Segment Start: Text for analysis
If you ask an herbalist, they will be sure to tell you that what you put into your body matters, and that digestion is the root of great health. Research suggests that there are over 38 trillion living bacteria organisms, making up a whole ecosystem within our body called the microbiome. We are in some sense more microbiome than we are human, which is to say, we have a greater number of microbes living inside us than we have human genes. Only recently have researchers turned their attention to the intricate microbial relationships at play in our bodies and how our microbiomes affect our moods, skin, and overall health.
A healthy gut has always been one of traditional herbal medicine’s top priorities and is a foundation for great digestion, glowing skin, and a strong, healthy immune system.
Today, having digestive upset or an unbalanced gut is considered almost normal, and is often overlooked. A lack of education within our food system and lack of access to nutritional advice leads to years of diets containing processed foods and loads of sugar; there is also the over-prescription of antibiotics (which kill harmful bacteria, but also the good) to contend with. These recurring situations leave us with all sorts of imbalances in our bodies and show up in ways other than just digestive upset.
Science is also beginning to study the unique relationship that our gut has with neurotransmitters—the chemical messages in the brain like GABA, serotonin, or dopamine—that can influence mood.
Feeding and supporting the gut and its bacteria is age-old knowledge that now has the backing of science, and should be at the forefront of our wellness rituals! Happy bacteria = happy and healthy humans.
Ways to support your microbiome this spring:
Take your bitters!
It’s all about nutrient absorption when it comes to feeding the microbiome. You need to be able to absorb and utilize all those essential nutrients. Adding bitters to your everyday routine is one of the best ways to optimize your digestion before and after meals. Bitter formulas are the easiest way to make this happen as you can take them with you anywhere. Bitters support gut health by balancing the secretion of stomach acid and the release of bile, both of which are responsible for the breakdown of food and the absorption of fats and essential nutrients.
Loading up on bitter and warming foods and spices like ginger, dandelion greens, burdock root, arugula, kale, and dark chocolate will all supply a healthy dose of bitterness into your diet.
Bitters have a balancing effect on appetite and as such help keep normal blood sugar levels, by supporting us to have healthy responses to sugar craving and crashes.
We were made to experience the bitter flavor. We have a vast number of receptors in our body that detect the bitter flavor, and it’s not just in our mouths! Our entire digestive tract, including liver, pancreas, and gallbladder are found to have bitter receptors, along with other places you would never think of—like the lungs and sinuses. This means that our bodies evolved to taste those flavors, allowing our digestive system to do its own innate work of absorbing nutrients from the food we eat.
The long and the short of it is that bitters are an essential support to gut health and everyone should be making them a priority. As we like to say at Urban Moonshine “The bitter, the better!”
Segment End: Text for analysis
Segment Start: Extracted data
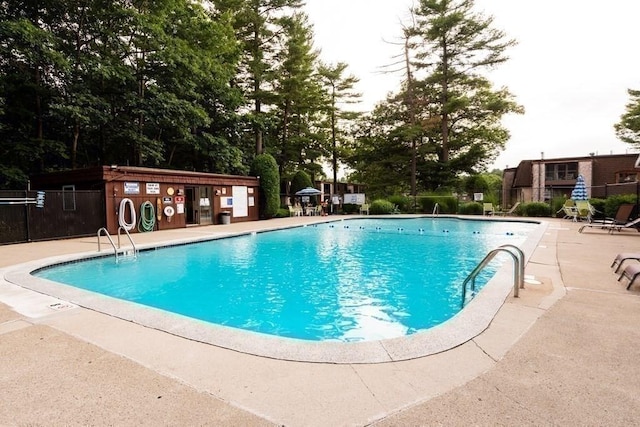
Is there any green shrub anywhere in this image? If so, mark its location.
[369,199,393,215]
[520,202,555,217]
[387,194,414,212]
[458,202,482,215]
[418,196,458,213]
[251,154,280,219]
[551,197,567,218]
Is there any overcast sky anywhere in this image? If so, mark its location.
[305,0,640,169]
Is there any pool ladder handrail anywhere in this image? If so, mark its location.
[462,244,525,308]
[98,226,138,262]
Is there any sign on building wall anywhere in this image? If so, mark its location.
[231,185,249,218]
[147,182,160,194]
[124,182,140,194]
[344,193,365,205]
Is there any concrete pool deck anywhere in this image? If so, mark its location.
[0,217,640,426]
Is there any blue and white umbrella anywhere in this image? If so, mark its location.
[571,175,589,200]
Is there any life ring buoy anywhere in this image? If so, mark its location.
[118,198,137,231]
[164,206,176,218]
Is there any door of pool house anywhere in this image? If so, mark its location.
[184,186,213,225]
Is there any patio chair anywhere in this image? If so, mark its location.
[611,252,640,273]
[493,202,520,216]
[578,203,640,233]
[618,263,640,290]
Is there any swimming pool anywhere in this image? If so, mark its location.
[34,218,536,342]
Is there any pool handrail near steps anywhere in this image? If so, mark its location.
[97,226,138,263]
[462,244,525,308]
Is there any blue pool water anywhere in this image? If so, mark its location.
[34,218,535,341]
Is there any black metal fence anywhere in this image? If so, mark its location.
[0,191,106,245]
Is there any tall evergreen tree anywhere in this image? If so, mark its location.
[413,0,522,184]
[318,62,361,188]
[213,0,303,154]
[614,89,640,148]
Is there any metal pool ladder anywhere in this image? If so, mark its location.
[98,226,138,262]
[462,244,524,308]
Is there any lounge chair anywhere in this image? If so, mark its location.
[578,203,640,233]
[618,263,640,289]
[493,202,520,216]
[611,252,640,273]
[482,203,495,215]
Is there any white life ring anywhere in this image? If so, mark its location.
[164,206,176,218]
[118,198,137,231]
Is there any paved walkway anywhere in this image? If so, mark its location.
[0,218,640,426]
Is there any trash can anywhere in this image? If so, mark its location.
[220,212,231,224]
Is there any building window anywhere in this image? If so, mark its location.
[616,172,638,184]
[545,162,578,181]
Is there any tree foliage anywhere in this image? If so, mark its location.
[614,89,640,147]
[251,154,280,219]
[352,0,523,191]
[0,0,521,204]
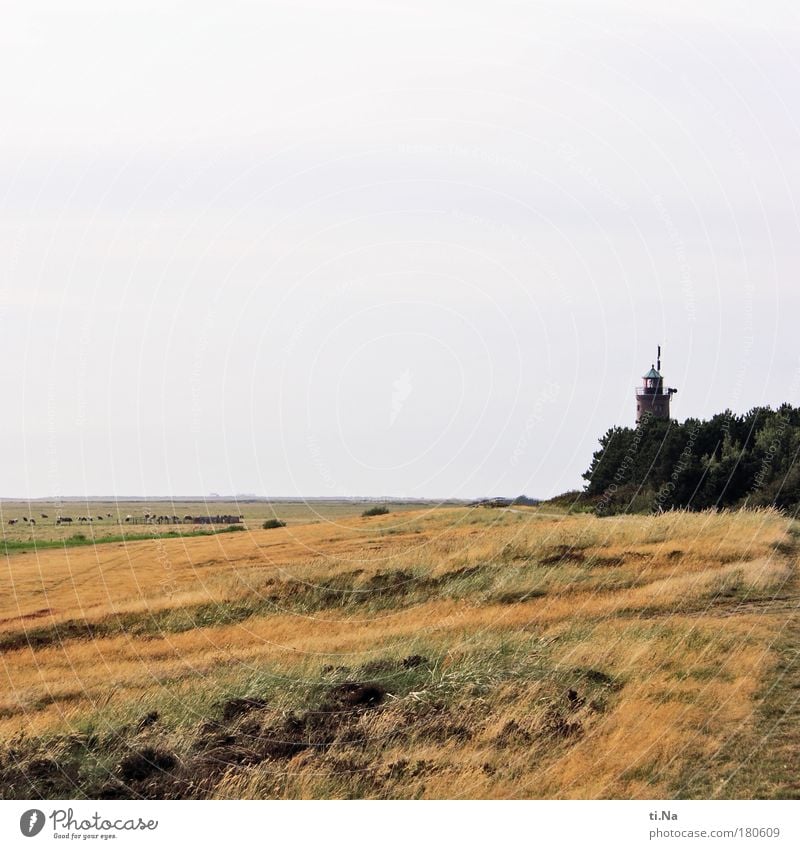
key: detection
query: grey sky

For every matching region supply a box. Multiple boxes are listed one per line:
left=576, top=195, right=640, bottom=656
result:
left=0, top=0, right=800, bottom=497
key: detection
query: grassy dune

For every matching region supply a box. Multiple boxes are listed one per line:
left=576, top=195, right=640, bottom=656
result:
left=0, top=508, right=799, bottom=798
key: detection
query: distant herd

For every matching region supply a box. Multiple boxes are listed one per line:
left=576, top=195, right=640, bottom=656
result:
left=8, top=513, right=244, bottom=525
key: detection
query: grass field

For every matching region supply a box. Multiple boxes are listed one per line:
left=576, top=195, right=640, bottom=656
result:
left=0, top=498, right=444, bottom=550
left=0, top=505, right=800, bottom=798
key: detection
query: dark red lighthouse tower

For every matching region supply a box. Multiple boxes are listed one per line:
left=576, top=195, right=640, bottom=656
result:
left=636, top=345, right=678, bottom=424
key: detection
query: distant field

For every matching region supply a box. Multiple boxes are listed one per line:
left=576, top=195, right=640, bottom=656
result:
left=0, top=505, right=800, bottom=798
left=0, top=499, right=454, bottom=542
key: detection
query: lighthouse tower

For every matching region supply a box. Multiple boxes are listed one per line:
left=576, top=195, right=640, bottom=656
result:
left=636, top=345, right=678, bottom=424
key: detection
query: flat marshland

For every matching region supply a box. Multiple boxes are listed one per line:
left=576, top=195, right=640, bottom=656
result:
left=0, top=507, right=800, bottom=798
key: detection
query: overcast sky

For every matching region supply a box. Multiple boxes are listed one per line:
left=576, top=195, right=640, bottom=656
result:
left=0, top=0, right=800, bottom=497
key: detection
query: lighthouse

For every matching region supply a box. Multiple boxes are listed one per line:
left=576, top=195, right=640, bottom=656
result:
left=636, top=345, right=678, bottom=424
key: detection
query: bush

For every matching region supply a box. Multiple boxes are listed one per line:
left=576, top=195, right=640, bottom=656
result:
left=361, top=506, right=389, bottom=516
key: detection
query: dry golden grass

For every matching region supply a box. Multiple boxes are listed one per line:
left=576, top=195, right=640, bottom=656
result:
left=0, top=508, right=797, bottom=798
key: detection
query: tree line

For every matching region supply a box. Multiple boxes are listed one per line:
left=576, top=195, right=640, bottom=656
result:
left=579, top=404, right=800, bottom=515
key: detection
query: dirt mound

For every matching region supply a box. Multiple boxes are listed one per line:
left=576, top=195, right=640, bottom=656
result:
left=222, top=697, right=267, bottom=722
left=119, top=746, right=178, bottom=783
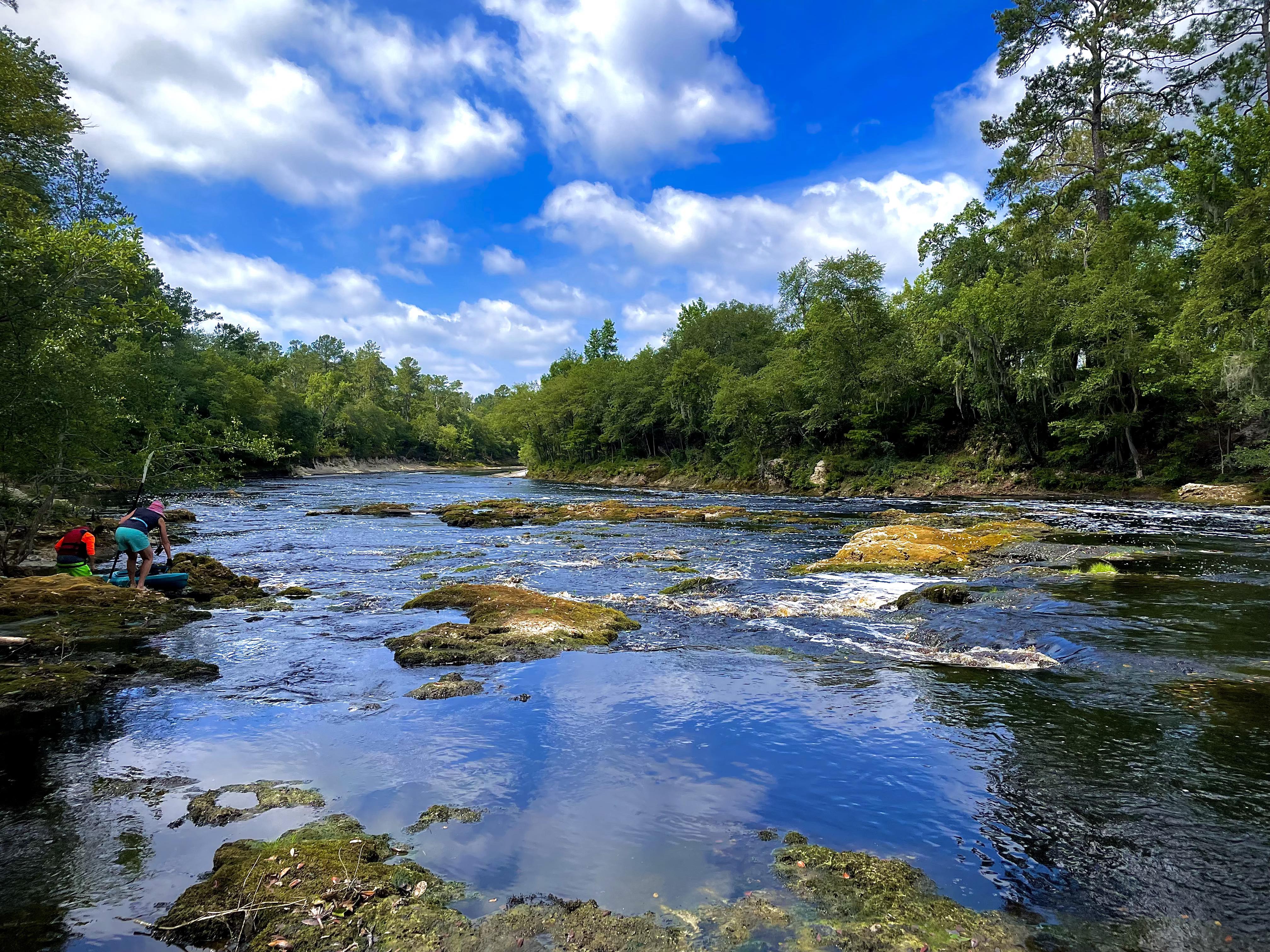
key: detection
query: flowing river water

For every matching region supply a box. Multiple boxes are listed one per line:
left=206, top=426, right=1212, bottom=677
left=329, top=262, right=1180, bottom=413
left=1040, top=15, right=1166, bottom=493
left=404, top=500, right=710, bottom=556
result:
Segment End: Extracted data
> **Exercise tasks**:
A: Using the article on gut health and bitters, explain how bitters support gut health. Answer in one to three sentences.
B: According to the article on gut health and bitters, which places outside the digestive tract have bitter receptors?
The data above has no part in this work.

> **Results for the exercise**:
A: Bitters balance the secretion of stomach acid and the release of bile. Both are responsible for breaking down food and absorbing fats and essential nutrients.

B: The lungs and sinuses.